▸ PETUNJUK PENGERJAAN:
Jawablah pertanyaan berikut berdasarkan artikel tentang metode debat di bawah ini.
1. Berapa jumlah siswa kelas XI IPA tahun pelajaran 2014/2015 yang menjadi populasi penelitian?
2. Rancangan penelitian apa yang digunakan?
3. Menurut bagian pendahuluan, apa tujuan utama mempelajari bahasa bagi pebelajar bahasa?

▸ TEKS BACAAN:
PENGARUH
IMPLEMENTASI METODE DEBAT TERHADAP KETERAMPILAN BERBICARA BAHASA INDONESIA
DITINJAU DARI MINAT BELAJAR KELAS XI IPA PONPES DARUL MUQORROBIN
Siti
Syarifah Musthafa
Departemen
Pendidikan Bahasa Jerman, Fakultas Pendidikan Bahasa dan Sastra
Universitas
Pendidikan Indonesia
Bandung,
Indonesia
Abstrak
Tujuan yang
ingin dicapai dalam penelitian
ini adalah untuk mengetahui perbedaan
keterampilan berbicara dalam Bahasa Indonesia antara siswa yang mengikuti
pembelajaran dengan implementasi metode
debat dan siswa yang mengikuti metode pembelajaran konvensional ditinjau dari
minat siswa. Untuk mencapai tujuan tersebut dilaksanakan penelitian eksperimental
di Pondok Pesantren Daarul Muqorrobin,
dengan populasi siswa kelas XI IPA tahun pelajaran 2014/2015 yang berjumlah 180 orang. Rancangan
penelitian yang digunakan adalah
pos-test only control group design. Data penelitian adalah data tentang
keterampilan berbicara dalam Bahasa Indonesia diperoleh dari tes unjuk kerja
speech dan data tentang minat siswa yang
diperoleh dari kuesioner. Hasil penelitian menunjukkan bahwa metode debat cocok
digunakan baik pada siswa yang memiliki minat tinggi atapun rendah.
Kata Kunci: Debat, Keterampilan berbicara, minat
belajar
PENDAHULUAN
Bagi pebelajar bahasa, tujuan utama
mempelajari bahasa adalah untuk bisa berkomunikasi dengan baik. Namun fakta di
lapangan, menunjukkan bahwa banyak tamatan SMA bahkan sarjana yang tidak dapat
berkomunikasi, atau tidak mampu mengemukakan idenya kepada orang lain. Para
guru hendaknya mengkondisikan pembelajaran agar siswa memiliki kesempatan untuk
berkomunikasi. Salah satunya dengan debat. Debat pada hakikatnya merupakan
suatu bentuk gaya komunikasi yang menitik beratkan pada kemampuan
mengkomunikasikan suatu permasalahan dengan mempertimbangkan aturan-aturan
tertentu, sehingga permasalahan tersebut
bisa terpecahkan dengan alas an yang jelas dan masuk akal (Eka Widana,
2007:1). Mengapa metode debat? Karena metode debat memiliki keunggulan yang
tidak dimiliki metode-metode lain.
Pertama, dari penjelasan tentang arti
debat diatas, ada 3 hal penting yang bisa dimaknai lebih mendalam yaitu: 1)

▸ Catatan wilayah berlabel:
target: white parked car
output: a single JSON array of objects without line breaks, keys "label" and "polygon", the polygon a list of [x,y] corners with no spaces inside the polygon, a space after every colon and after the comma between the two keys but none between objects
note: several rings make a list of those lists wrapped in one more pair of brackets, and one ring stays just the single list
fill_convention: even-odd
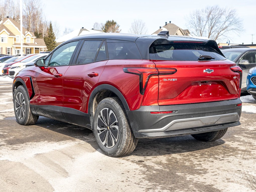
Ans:
[{"label": "white parked car", "polygon": [[9,69],[9,76],[10,77],[14,77],[17,73],[26,67],[26,64],[31,62],[35,61],[38,59],[43,59],[49,53],[39,53],[33,55],[18,63],[15,63]]},{"label": "white parked car", "polygon": [[11,57],[6,61],[5,61],[4,63],[0,63],[0,75],[2,75],[3,74],[3,68],[4,68],[4,67],[8,63],[10,62],[13,62],[17,59],[20,57],[21,57],[20,56],[18,56],[16,57]]}]

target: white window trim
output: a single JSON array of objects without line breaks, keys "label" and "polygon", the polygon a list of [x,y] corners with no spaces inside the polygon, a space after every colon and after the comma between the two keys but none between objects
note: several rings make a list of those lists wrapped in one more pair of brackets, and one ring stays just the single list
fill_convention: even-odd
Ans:
[{"label": "white window trim", "polygon": [[[27,49],[27,54],[31,54],[31,53],[30,53],[30,48],[26,48]],[[29,52],[29,53],[28,53],[28,50],[29,50],[29,51],[28,52]]]},{"label": "white window trim", "polygon": [[[28,41],[28,39],[29,40]],[[30,43],[30,37],[29,36],[27,36],[26,37],[26,43]]]},{"label": "white window trim", "polygon": [[[18,37],[18,38],[17,38]],[[18,39],[19,41],[17,41],[17,39]],[[20,36],[19,35],[16,35],[16,43],[20,42]]]},{"label": "white window trim", "polygon": [[[4,37],[6,38],[6,41],[5,41],[5,42],[2,42],[2,37],[3,37],[4,38]],[[1,43],[7,43],[7,42],[8,41],[8,40],[7,40],[7,35],[1,35],[1,36],[0,36],[0,42],[1,42]]]},{"label": "white window trim", "polygon": [[[11,48],[10,47],[7,47],[7,52],[6,53],[6,55],[11,55],[11,49],[12,48]],[[10,54],[8,54],[8,49],[10,49],[10,52],[10,52]]]}]

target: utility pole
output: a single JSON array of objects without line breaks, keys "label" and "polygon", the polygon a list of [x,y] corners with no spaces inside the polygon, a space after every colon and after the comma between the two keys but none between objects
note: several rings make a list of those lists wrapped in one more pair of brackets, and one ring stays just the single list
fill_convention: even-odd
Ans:
[{"label": "utility pole", "polygon": [[20,0],[20,56],[23,56],[23,33],[22,31],[22,0]]}]

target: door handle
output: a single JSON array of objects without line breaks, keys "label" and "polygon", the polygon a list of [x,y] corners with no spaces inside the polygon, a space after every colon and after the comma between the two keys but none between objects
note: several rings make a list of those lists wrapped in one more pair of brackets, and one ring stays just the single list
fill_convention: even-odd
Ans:
[{"label": "door handle", "polygon": [[96,77],[98,76],[99,73],[94,73],[93,72],[92,73],[89,73],[87,74],[87,75],[91,78],[93,77]]},{"label": "door handle", "polygon": [[54,74],[53,76],[55,77],[60,77],[62,76],[62,74],[61,73],[56,73],[55,74]]}]

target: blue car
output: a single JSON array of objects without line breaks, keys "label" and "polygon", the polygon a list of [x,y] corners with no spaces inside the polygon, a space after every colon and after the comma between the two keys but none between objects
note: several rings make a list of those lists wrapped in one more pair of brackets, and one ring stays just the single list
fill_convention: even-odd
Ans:
[{"label": "blue car", "polygon": [[256,67],[251,68],[249,70],[247,85],[247,91],[256,100]]}]

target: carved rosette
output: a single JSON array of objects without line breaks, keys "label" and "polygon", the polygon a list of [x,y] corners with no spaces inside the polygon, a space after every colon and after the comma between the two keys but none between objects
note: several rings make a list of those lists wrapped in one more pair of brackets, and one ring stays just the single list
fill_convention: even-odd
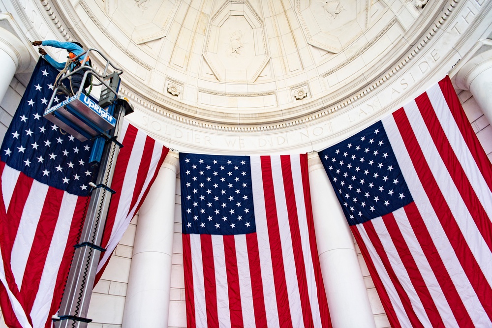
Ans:
[{"label": "carved rosette", "polygon": [[167,93],[177,97],[181,93],[181,86],[172,82],[168,83]]},{"label": "carved rosette", "polygon": [[294,97],[297,100],[304,99],[308,96],[308,89],[306,87],[301,87],[294,90]]}]

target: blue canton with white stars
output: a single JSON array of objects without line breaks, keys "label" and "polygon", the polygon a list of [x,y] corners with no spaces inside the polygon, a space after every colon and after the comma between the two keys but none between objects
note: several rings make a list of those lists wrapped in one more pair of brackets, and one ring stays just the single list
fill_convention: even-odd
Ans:
[{"label": "blue canton with white stars", "polygon": [[380,121],[318,154],[351,225],[413,201]]},{"label": "blue canton with white stars", "polygon": [[256,232],[249,157],[180,153],[183,233]]},{"label": "blue canton with white stars", "polygon": [[[0,159],[41,183],[86,196],[97,172],[88,163],[92,142],[81,142],[43,117],[58,73],[44,60],[38,62],[4,137]],[[55,103],[65,98],[59,95]]]}]

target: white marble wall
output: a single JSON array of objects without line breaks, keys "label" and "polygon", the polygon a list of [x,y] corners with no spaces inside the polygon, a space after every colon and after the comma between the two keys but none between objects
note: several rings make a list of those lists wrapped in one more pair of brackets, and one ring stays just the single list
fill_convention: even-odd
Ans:
[{"label": "white marble wall", "polygon": [[26,90],[26,86],[14,77],[10,82],[1,103],[0,104],[0,143],[3,141],[3,136],[10,124],[12,117],[21,102],[21,98]]}]

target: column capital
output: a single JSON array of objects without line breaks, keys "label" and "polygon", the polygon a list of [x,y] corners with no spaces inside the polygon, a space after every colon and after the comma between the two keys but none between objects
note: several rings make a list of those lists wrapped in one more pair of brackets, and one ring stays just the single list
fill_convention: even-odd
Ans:
[{"label": "column capital", "polygon": [[10,13],[0,13],[0,21],[3,23],[3,27],[0,27],[0,49],[12,59],[16,66],[16,73],[22,73],[30,69],[32,70],[35,63],[33,60],[35,52],[29,40],[20,36],[23,34]]},{"label": "column capital", "polygon": [[454,85],[462,90],[470,90],[473,80],[492,67],[492,40],[479,40],[450,72]]},{"label": "column capital", "polygon": [[310,152],[308,154],[308,165],[309,172],[312,172],[317,170],[324,170],[323,163],[319,158],[319,155],[316,152]]},{"label": "column capital", "polygon": [[162,163],[161,168],[169,169],[178,174],[180,172],[180,155],[175,151],[169,150],[166,159]]}]

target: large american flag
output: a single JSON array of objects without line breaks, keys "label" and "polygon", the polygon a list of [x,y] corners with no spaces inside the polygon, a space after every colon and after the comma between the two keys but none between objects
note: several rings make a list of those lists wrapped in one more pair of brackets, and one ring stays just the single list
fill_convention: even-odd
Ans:
[{"label": "large american flag", "polygon": [[187,327],[331,327],[307,155],[180,164]]},{"label": "large american flag", "polygon": [[392,327],[492,327],[492,167],[448,77],[319,156]]},{"label": "large american flag", "polygon": [[[88,183],[98,171],[88,163],[92,142],[81,143],[42,117],[58,73],[40,60],[0,149],[0,306],[11,327],[50,327],[89,205]],[[169,150],[126,122],[118,134],[125,147],[101,268]]]}]

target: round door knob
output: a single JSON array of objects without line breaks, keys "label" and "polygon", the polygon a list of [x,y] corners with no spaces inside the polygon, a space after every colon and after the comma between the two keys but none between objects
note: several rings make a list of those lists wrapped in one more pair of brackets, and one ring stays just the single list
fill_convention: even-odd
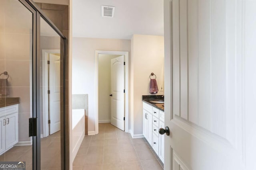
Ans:
[{"label": "round door knob", "polygon": [[162,128],[159,129],[158,132],[161,135],[164,135],[165,133],[167,136],[170,135],[170,129],[168,126],[165,127],[165,129]]}]

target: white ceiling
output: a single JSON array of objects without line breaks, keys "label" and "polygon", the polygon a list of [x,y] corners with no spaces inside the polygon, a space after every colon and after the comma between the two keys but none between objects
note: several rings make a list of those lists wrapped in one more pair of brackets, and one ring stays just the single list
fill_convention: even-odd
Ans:
[{"label": "white ceiling", "polygon": [[[72,5],[73,37],[164,35],[163,0],[73,0]],[[116,7],[113,18],[101,16],[102,5]]]}]

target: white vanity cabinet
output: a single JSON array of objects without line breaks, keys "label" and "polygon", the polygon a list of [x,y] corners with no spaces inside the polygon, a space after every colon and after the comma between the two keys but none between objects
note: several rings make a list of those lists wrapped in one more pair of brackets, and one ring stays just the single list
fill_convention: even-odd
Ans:
[{"label": "white vanity cabinet", "polygon": [[143,135],[152,145],[152,106],[143,103]]},{"label": "white vanity cabinet", "polygon": [[18,141],[18,104],[0,108],[0,155]]},{"label": "white vanity cabinet", "polygon": [[164,162],[164,135],[158,130],[164,128],[164,113],[143,102],[143,135],[154,151]]}]

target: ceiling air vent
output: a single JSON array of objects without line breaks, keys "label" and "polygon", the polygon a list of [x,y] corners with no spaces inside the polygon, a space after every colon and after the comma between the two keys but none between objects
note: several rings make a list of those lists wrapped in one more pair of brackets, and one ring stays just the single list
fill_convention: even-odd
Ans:
[{"label": "ceiling air vent", "polygon": [[111,6],[102,6],[102,16],[104,17],[114,17],[115,7]]}]

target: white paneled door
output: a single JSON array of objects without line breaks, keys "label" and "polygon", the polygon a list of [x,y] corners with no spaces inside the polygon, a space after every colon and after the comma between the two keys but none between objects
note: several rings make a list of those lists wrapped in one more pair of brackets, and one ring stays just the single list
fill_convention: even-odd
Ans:
[{"label": "white paneled door", "polygon": [[50,54],[49,107],[50,134],[60,130],[60,68],[59,54]]},{"label": "white paneled door", "polygon": [[164,6],[164,169],[256,169],[256,1]]},{"label": "white paneled door", "polygon": [[111,124],[124,130],[124,56],[111,59]]}]

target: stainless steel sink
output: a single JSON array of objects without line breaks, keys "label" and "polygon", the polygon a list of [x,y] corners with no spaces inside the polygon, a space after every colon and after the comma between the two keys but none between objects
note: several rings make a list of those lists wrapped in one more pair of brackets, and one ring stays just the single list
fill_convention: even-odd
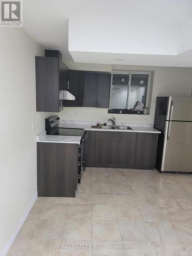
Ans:
[{"label": "stainless steel sink", "polygon": [[118,130],[133,130],[130,126],[121,126],[121,125],[116,125],[115,128]]},{"label": "stainless steel sink", "polygon": [[108,130],[108,129],[115,129],[115,127],[113,125],[101,125],[99,126],[100,129]]}]

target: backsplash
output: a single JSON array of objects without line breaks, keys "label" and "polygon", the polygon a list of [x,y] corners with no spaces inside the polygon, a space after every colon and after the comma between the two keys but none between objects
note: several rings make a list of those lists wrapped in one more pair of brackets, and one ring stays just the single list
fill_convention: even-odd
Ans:
[{"label": "backsplash", "polygon": [[[101,121],[76,121],[72,120],[60,120],[60,123],[61,124],[83,124],[84,125],[96,125],[97,123],[103,123],[104,122]],[[111,122],[104,122],[108,125],[111,125]],[[132,126],[135,127],[153,127],[153,124],[150,123],[125,123],[125,122],[116,122],[116,124],[118,125],[125,125],[125,126]]]}]

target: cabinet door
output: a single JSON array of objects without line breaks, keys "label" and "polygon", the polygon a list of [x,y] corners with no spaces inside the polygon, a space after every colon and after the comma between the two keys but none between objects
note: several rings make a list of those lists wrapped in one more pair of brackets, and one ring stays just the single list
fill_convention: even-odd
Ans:
[{"label": "cabinet door", "polygon": [[75,96],[75,100],[64,100],[65,106],[83,106],[84,72],[70,70],[69,91]]},{"label": "cabinet door", "polygon": [[96,106],[108,109],[110,104],[111,74],[98,74]]},{"label": "cabinet door", "polygon": [[95,146],[96,165],[110,166],[114,164],[115,132],[97,132]]},{"label": "cabinet door", "polygon": [[114,165],[125,168],[134,166],[136,133],[116,133]]},{"label": "cabinet door", "polygon": [[59,112],[58,61],[57,57],[35,57],[37,111]]},{"label": "cabinet door", "polygon": [[94,131],[86,131],[88,134],[85,141],[85,159],[88,166],[94,166],[95,162],[96,134]]},{"label": "cabinet door", "polygon": [[96,106],[98,73],[85,72],[84,106]]},{"label": "cabinet door", "polygon": [[137,133],[135,166],[153,169],[155,166],[158,134]]},{"label": "cabinet door", "polygon": [[39,197],[75,197],[77,145],[37,142],[37,191]]},{"label": "cabinet door", "polygon": [[60,90],[69,90],[69,69],[59,59],[59,89]]}]

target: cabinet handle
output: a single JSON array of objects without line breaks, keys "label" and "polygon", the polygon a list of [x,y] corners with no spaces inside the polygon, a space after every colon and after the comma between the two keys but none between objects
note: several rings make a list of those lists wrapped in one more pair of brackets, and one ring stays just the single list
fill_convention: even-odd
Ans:
[{"label": "cabinet handle", "polygon": [[59,111],[62,110],[62,100],[59,100],[60,108],[59,107]]},{"label": "cabinet handle", "polygon": [[68,81],[67,83],[67,89],[68,90],[69,90],[69,81]]},{"label": "cabinet handle", "polygon": [[159,136],[159,134],[157,134],[157,136],[156,136],[156,141],[157,142],[158,140],[158,136]]}]

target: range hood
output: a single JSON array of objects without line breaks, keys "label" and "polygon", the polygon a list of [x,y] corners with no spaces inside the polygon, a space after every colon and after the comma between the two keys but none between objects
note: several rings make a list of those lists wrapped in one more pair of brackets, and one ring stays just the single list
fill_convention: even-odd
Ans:
[{"label": "range hood", "polygon": [[75,97],[68,91],[59,91],[59,100],[75,100]]}]

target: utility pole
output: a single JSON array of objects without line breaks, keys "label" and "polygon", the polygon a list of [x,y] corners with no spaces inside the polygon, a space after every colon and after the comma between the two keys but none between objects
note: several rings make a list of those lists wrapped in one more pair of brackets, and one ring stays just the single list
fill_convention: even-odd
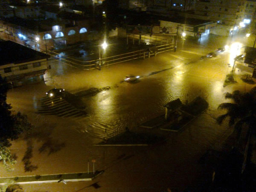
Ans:
[{"label": "utility pole", "polygon": [[174,51],[176,52],[176,49],[177,48],[177,42],[178,41],[178,32],[179,31],[179,25],[177,25],[177,32],[176,32],[176,39],[175,43],[175,47],[174,47]]}]

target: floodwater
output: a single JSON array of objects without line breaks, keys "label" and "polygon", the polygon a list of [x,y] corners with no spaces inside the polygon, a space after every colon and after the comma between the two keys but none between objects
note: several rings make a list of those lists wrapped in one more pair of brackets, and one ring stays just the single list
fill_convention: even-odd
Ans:
[{"label": "floodwater", "polygon": [[[102,177],[93,181],[99,181],[102,186],[100,191],[166,191],[167,188],[176,189],[176,191],[184,190],[195,181],[200,175],[198,172],[204,175],[198,160],[209,149],[222,149],[225,140],[232,132],[226,122],[220,126],[215,121],[223,112],[217,109],[218,105],[228,101],[224,99],[224,93],[236,90],[248,90],[253,86],[245,84],[238,78],[237,84],[223,87],[225,75],[230,70],[227,65],[229,53],[200,59],[202,55],[221,47],[216,46],[188,46],[176,53],[169,52],[144,60],[106,66],[100,71],[83,70],[58,61],[49,61],[52,69],[45,75],[45,84],[10,90],[8,102],[16,111],[35,113],[40,108],[40,103],[36,101],[45,96],[46,91],[54,87],[62,88],[78,97],[85,106],[87,116],[67,118],[58,117],[58,114],[37,114],[38,119],[45,122],[41,125],[41,130],[46,130],[54,139],[59,139],[61,144],[65,142],[65,145],[64,149],[51,156],[36,155],[35,152],[32,163],[38,163],[38,168],[32,174],[86,171],[87,160],[96,159],[97,167],[106,170]],[[133,83],[124,82],[124,76],[130,74],[141,77]],[[87,93],[88,90],[90,94]],[[16,96],[20,93],[22,94]],[[184,103],[197,96],[204,99],[209,107],[181,132],[177,134],[139,128],[140,124],[163,114],[163,105],[170,101],[179,98]],[[61,108],[59,106],[59,113],[65,110]],[[36,125],[38,119],[32,119],[32,122]],[[48,122],[54,123],[49,123],[50,126],[48,126]],[[143,148],[92,146],[91,143],[102,140],[99,138],[113,137],[125,130],[126,127],[134,131],[158,131],[169,139],[163,145]],[[75,129],[76,131],[71,131]],[[14,143],[12,147],[19,152],[22,151],[18,142]],[[120,156],[127,158],[117,160]],[[18,172],[24,174],[22,164],[18,163],[21,169]],[[75,187],[78,190],[93,184],[87,183],[68,183],[65,190],[74,191]],[[51,184],[58,189],[52,191],[61,190],[61,184]],[[41,188],[36,184],[32,186],[29,189],[38,187],[37,189],[42,191],[49,185],[42,184]],[[92,188],[90,190],[99,190]]]}]

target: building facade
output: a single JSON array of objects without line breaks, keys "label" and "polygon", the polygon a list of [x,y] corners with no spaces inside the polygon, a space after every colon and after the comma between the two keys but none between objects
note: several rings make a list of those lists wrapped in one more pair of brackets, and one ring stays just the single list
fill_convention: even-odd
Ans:
[{"label": "building facade", "polygon": [[0,42],[0,76],[12,86],[44,80],[49,55],[10,41]]}]

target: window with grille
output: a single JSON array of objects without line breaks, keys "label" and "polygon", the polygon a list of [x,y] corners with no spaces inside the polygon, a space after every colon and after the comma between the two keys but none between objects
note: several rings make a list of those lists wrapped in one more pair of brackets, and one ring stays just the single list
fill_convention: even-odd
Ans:
[{"label": "window with grille", "polygon": [[28,68],[28,65],[20,65],[19,66],[19,67],[20,67],[20,70],[26,70]]}]

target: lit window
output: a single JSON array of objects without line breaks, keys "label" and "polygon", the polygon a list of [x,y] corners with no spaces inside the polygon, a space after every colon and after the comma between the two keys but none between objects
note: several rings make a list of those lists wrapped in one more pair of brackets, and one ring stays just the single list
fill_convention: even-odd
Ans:
[{"label": "lit window", "polygon": [[86,32],[87,32],[87,29],[85,29],[85,28],[83,28],[80,29],[80,31],[79,32],[79,33],[86,33]]},{"label": "lit window", "polygon": [[75,33],[76,33],[76,32],[74,30],[70,30],[68,32],[68,34],[67,34],[67,35],[74,35]]},{"label": "lit window", "polygon": [[11,67],[5,68],[4,69],[4,73],[6,73],[12,72],[12,69],[11,69]]},{"label": "lit window", "polygon": [[19,67],[20,68],[20,70],[26,70],[28,68],[28,65],[20,65],[19,66]]},{"label": "lit window", "polygon": [[63,36],[64,36],[64,34],[62,32],[58,32],[56,34],[56,35],[55,35],[55,38],[58,38]]},{"label": "lit window", "polygon": [[43,38],[43,39],[44,39],[44,40],[46,40],[46,39],[50,39],[51,38],[52,38],[52,36],[49,34],[45,34],[44,36],[44,37]]}]

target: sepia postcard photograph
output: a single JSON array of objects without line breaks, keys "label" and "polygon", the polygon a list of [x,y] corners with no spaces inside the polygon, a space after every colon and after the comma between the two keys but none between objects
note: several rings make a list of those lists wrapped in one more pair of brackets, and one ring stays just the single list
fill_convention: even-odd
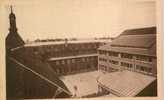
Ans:
[{"label": "sepia postcard photograph", "polygon": [[1,96],[162,100],[157,1],[4,0]]}]

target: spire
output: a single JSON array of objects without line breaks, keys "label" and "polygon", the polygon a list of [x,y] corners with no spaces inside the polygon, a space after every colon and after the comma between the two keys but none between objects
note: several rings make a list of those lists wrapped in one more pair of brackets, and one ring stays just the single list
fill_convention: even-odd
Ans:
[{"label": "spire", "polygon": [[11,10],[11,13],[13,13],[13,6],[12,5],[10,6],[10,10]]},{"label": "spire", "polygon": [[16,17],[15,14],[13,13],[13,7],[10,6],[10,10],[11,13],[9,15],[9,20],[10,20],[10,28],[9,31],[10,32],[17,32],[17,28],[16,28]]}]

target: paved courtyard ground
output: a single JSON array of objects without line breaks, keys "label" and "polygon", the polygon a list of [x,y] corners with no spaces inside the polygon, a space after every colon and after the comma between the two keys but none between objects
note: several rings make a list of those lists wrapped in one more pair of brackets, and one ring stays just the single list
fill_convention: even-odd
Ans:
[{"label": "paved courtyard ground", "polygon": [[61,77],[68,89],[75,94],[74,87],[77,87],[76,96],[82,97],[98,92],[96,78],[102,75],[100,71],[85,72]]}]

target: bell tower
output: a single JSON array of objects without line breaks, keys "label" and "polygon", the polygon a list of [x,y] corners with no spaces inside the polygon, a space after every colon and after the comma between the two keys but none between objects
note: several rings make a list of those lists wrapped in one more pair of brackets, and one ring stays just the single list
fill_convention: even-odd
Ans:
[{"label": "bell tower", "polygon": [[9,31],[11,33],[17,32],[17,27],[16,27],[16,17],[15,14],[13,13],[13,8],[10,6],[11,13],[9,15],[9,20],[10,20],[10,28]]},{"label": "bell tower", "polygon": [[6,37],[6,50],[10,51],[12,48],[22,47],[25,43],[21,36],[17,32],[16,27],[16,16],[13,12],[12,6],[10,6],[10,14],[9,14],[9,34]]}]

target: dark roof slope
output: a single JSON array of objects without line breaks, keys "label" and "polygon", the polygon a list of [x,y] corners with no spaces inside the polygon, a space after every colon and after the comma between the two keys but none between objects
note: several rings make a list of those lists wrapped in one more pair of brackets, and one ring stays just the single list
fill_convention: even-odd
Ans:
[{"label": "dark roof slope", "polygon": [[155,41],[155,34],[121,35],[112,41],[111,46],[149,48]]},{"label": "dark roof slope", "polygon": [[122,32],[121,35],[145,35],[145,34],[156,34],[156,27],[128,29]]},{"label": "dark roof slope", "polygon": [[6,37],[6,49],[23,46],[25,43],[18,33],[10,32]]},{"label": "dark roof slope", "polygon": [[29,52],[26,50],[26,48],[23,47],[13,51],[12,57],[28,67],[28,69],[31,69],[39,75],[45,77],[47,79],[45,81],[47,81],[48,83],[54,85],[55,87],[60,87],[63,92],[71,95],[71,92],[55,74],[51,66],[46,63],[46,61],[41,60],[39,56],[34,54],[34,52]]}]

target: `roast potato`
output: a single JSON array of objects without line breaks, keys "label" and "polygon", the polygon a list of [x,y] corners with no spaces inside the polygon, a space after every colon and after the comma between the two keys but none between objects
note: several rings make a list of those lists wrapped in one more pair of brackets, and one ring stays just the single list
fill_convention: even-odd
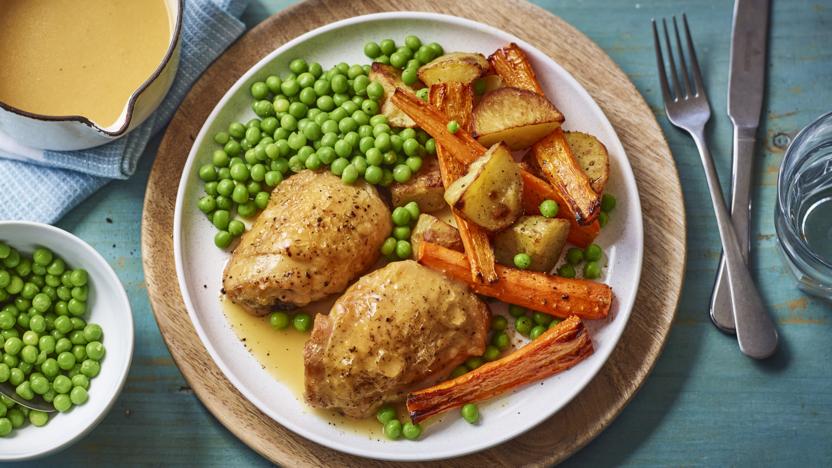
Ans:
[{"label": "roast potato", "polygon": [[569,221],[543,216],[521,216],[516,223],[494,236],[497,263],[514,265],[514,256],[526,253],[532,259],[529,270],[550,272],[558,263],[566,238]]},{"label": "roast potato", "polygon": [[544,96],[517,88],[499,88],[474,108],[473,136],[483,146],[498,141],[525,149],[563,123],[563,114]]},{"label": "roast potato", "polygon": [[404,184],[394,183],[390,186],[393,206],[402,206],[415,201],[419,209],[431,213],[447,207],[445,203],[445,186],[439,173],[436,158],[425,158],[422,168]]},{"label": "roast potato", "polygon": [[370,66],[370,73],[367,75],[370,81],[378,81],[384,88],[384,99],[381,102],[380,113],[387,117],[387,122],[391,127],[398,128],[413,128],[416,122],[413,121],[401,109],[396,107],[390,99],[396,88],[402,91],[413,94],[413,89],[404,84],[402,81],[401,71],[390,65],[373,62]]},{"label": "roast potato", "polygon": [[452,52],[437,57],[419,67],[419,80],[427,86],[458,81],[470,83],[488,70],[488,60],[482,54]]},{"label": "roast potato", "polygon": [[497,143],[448,186],[445,201],[466,219],[489,231],[507,228],[523,211],[520,165]]},{"label": "roast potato", "polygon": [[564,136],[578,165],[589,177],[592,189],[603,193],[610,176],[610,158],[607,147],[587,133],[564,132]]},{"label": "roast potato", "polygon": [[462,238],[455,227],[436,216],[425,213],[419,215],[419,220],[416,221],[416,226],[413,227],[413,233],[410,235],[410,243],[413,244],[414,252],[419,252],[419,243],[422,241],[433,242],[458,252],[464,250]]}]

▸ JAWABAN BENAR:
1. Jumlahnya 180 orang.
2. Rancangan yang digunakan adalah pos-test only control group design.
3. Tujuan utamanya adalah untuk bisa berkomunikasi dengan baik.